• _Dataset rows about object locations_
---
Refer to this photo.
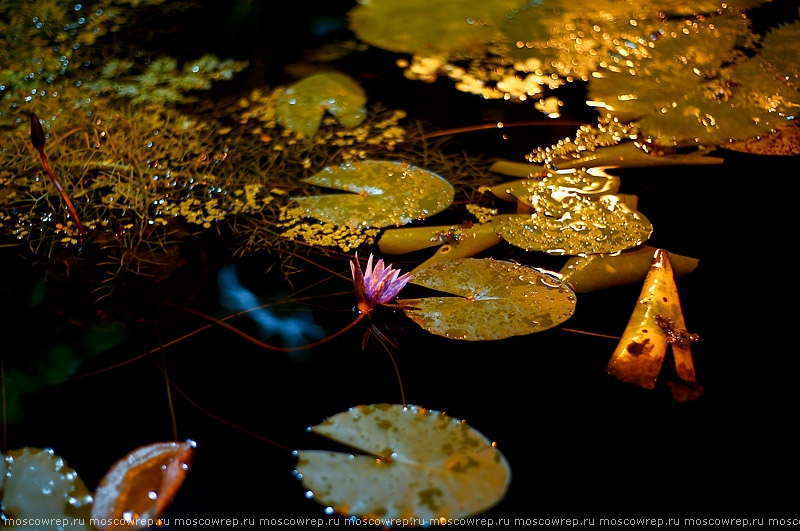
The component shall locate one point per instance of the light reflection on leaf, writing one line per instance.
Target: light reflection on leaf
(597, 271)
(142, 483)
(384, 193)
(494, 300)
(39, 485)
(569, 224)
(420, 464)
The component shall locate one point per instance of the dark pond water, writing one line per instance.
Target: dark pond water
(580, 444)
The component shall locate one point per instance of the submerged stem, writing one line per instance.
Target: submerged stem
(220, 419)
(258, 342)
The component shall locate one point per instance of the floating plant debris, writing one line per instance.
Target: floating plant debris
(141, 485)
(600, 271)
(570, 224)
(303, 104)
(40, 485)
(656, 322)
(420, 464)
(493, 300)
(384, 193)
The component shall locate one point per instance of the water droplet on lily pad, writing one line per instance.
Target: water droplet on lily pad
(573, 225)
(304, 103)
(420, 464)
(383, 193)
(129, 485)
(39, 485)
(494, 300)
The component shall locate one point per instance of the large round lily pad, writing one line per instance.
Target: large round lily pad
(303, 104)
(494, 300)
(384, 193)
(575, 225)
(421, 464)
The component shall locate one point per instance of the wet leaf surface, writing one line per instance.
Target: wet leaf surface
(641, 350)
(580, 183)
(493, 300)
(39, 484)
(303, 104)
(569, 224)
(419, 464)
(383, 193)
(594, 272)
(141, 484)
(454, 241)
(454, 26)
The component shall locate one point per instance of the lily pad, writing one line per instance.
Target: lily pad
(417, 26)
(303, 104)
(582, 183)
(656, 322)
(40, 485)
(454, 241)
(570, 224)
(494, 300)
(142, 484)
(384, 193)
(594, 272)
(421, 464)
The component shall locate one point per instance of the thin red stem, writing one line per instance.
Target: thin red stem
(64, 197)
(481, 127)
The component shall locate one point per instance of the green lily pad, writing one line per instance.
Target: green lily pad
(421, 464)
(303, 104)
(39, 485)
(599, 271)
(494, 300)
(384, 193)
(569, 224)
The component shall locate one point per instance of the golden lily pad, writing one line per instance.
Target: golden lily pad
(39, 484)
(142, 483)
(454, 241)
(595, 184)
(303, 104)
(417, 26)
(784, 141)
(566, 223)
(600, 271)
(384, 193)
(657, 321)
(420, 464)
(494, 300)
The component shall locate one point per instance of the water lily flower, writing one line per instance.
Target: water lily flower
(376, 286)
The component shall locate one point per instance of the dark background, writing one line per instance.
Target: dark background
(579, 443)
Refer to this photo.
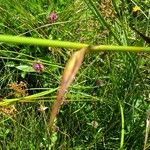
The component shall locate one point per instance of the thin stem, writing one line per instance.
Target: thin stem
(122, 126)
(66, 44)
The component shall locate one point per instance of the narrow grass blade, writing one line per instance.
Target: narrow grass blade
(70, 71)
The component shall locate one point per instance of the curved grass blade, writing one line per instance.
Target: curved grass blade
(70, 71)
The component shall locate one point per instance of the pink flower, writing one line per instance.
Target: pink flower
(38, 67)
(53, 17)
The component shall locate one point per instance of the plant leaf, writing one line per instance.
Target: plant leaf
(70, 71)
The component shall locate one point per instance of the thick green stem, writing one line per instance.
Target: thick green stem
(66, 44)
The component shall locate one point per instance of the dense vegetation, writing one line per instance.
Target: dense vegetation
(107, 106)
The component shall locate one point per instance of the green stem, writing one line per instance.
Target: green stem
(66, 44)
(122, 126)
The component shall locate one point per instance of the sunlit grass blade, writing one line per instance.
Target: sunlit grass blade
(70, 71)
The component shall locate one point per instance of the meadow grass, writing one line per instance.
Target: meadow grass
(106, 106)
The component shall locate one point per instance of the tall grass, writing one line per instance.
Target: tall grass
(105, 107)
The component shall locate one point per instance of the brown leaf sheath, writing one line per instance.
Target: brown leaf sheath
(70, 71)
---
• _Description of the task_
Arrange every line of the rows as a JSON list of strings, one string per line, skipping blank lines and leaving out the pictures.

• _Answer in full_
[
  "Refer to this photo.",
  "The component shall locate one point per instance of the light reflection on leaf, writing one line per instance.",
  "Target: light reflection on leaf",
  "(597, 271)",
  "(142, 483)",
  "(384, 193)",
  "(494, 300)",
  "(39, 485)",
  "(569, 224)",
  "(420, 464)",
  "The component shall locate one point per instance of the dark pond water, writing one line per instance.",
  "Target: dark pond water",
  "(580, 444)",
  "The component shall locate one point per instance of the submerged stem, writing one line per instance.",
  "Target: submerged stem",
  "(220, 419)",
  "(258, 342)",
  "The component shall locate one point per instance of the floating plant debris, writing one line per instance.",
  "Target: floating plant debris",
  "(141, 485)",
  "(600, 271)",
  "(570, 224)",
  "(303, 104)",
  "(40, 485)",
  "(656, 322)",
  "(420, 464)",
  "(493, 300)",
  "(384, 193)",
  "The component shall locate one point per instance of the water droplet on lily pad, writing one line per instance.",
  "Target: water droplet on lily pad",
  "(573, 225)",
  "(304, 103)",
  "(420, 464)",
  "(383, 193)",
  "(129, 485)",
  "(39, 485)",
  "(494, 300)",
  "The component shall locate one point per instance of the large round lily pad, writing one line per instance.",
  "Target: large round lily pad",
  "(303, 104)",
  "(494, 300)",
  "(384, 193)",
  "(575, 225)",
  "(421, 464)",
  "The component shall locate one point per instance of the wet leaf surface, writing one line per instance.",
  "Target: wet leaf surface",
  "(641, 350)",
  "(580, 183)",
  "(493, 300)",
  "(39, 484)",
  "(303, 104)",
  "(569, 224)",
  "(419, 464)",
  "(383, 193)",
  "(594, 272)",
  "(141, 484)",
  "(454, 241)",
  "(454, 26)",
  "The component shall locate one point per instance of the lily pad, writing one line per instance.",
  "Target: lily pad",
  "(417, 26)",
  "(303, 104)",
  "(582, 183)",
  "(656, 322)",
  "(40, 485)",
  "(454, 241)",
  "(570, 224)",
  "(494, 300)",
  "(142, 484)",
  "(384, 193)",
  "(594, 272)",
  "(421, 464)",
  "The component shall locate one point per instance of the thin red stem, writing one line per instance.",
  "Target: thin red stem",
  "(64, 197)",
  "(481, 127)",
  "The component shall locate one point per instance of the green lily pad, writing one line per instance.",
  "Target: green lily pad",
  "(421, 464)",
  "(303, 104)",
  "(39, 485)",
  "(599, 271)",
  "(494, 300)",
  "(384, 193)",
  "(569, 224)",
  "The component shall locate one point per instance of the golden lily pad, writing one line per instance.",
  "Target: golden lily pad",
  "(39, 484)",
  "(142, 483)",
  "(454, 241)",
  "(595, 184)",
  "(303, 104)",
  "(417, 26)",
  "(784, 141)",
  "(566, 223)",
  "(600, 271)",
  "(384, 193)",
  "(657, 321)",
  "(420, 464)",
  "(494, 300)",
  "The component shall locate one point per instance of the water lily flower, writing one line per instance.",
  "Target: water lily flower",
  "(376, 286)",
  "The component shall locate one point per instance of the dark background, writing one line per instance.",
  "Target: dark background",
  "(579, 443)",
  "Refer to this photo.",
  "The component shall locate one point per instance of the thin stem, writing one line per instance.",
  "Target: thin stem",
  "(122, 126)",
  "(66, 44)",
  "The component shall locate one point per instance of the narrow grass blade, writing one line per instance.",
  "Target: narrow grass blade",
  "(70, 71)",
  "The component shall locate one point per instance of the curved grass blade, writing one line per instance.",
  "Target: curved grass blade",
  "(70, 71)",
  "The component shall locate one point per instance of the pink flower, writing one line per instance.",
  "Target: pink flower",
  "(38, 67)",
  "(53, 17)",
  "The component shall locate one point per instance of the plant leaf, writing one line per instance.",
  "Target: plant leaf",
  "(70, 71)",
  "The component shall locate one point per instance of the thick green stem, writing one line per instance.",
  "Target: thick green stem",
  "(66, 44)",
  "The component shall locate one point per instance of the dense vegetation, writing one line per instance.",
  "Target: dense vegetation",
  "(107, 106)",
  "The component shall locate one point per instance of the green stem, writing one line per instance.",
  "Target: green stem",
  "(66, 44)",
  "(122, 126)",
  "The component shall locate one point per instance of the sunlit grass blade, writing one line per instance.",
  "Target: sunlit grass blade",
  "(70, 71)",
  "The component shall locate one point per instance of the meadow grass, writing one line per instance.",
  "Target: meadow grass",
  "(106, 106)",
  "The component shall locate one point per instance of the tall grass, writing one line per instance.",
  "Target: tall grass",
  "(105, 107)",
  "The component shall locate one point per instance of the brown leaf sheath, writing one line per instance.",
  "Target: brown leaf sheath",
  "(70, 71)"
]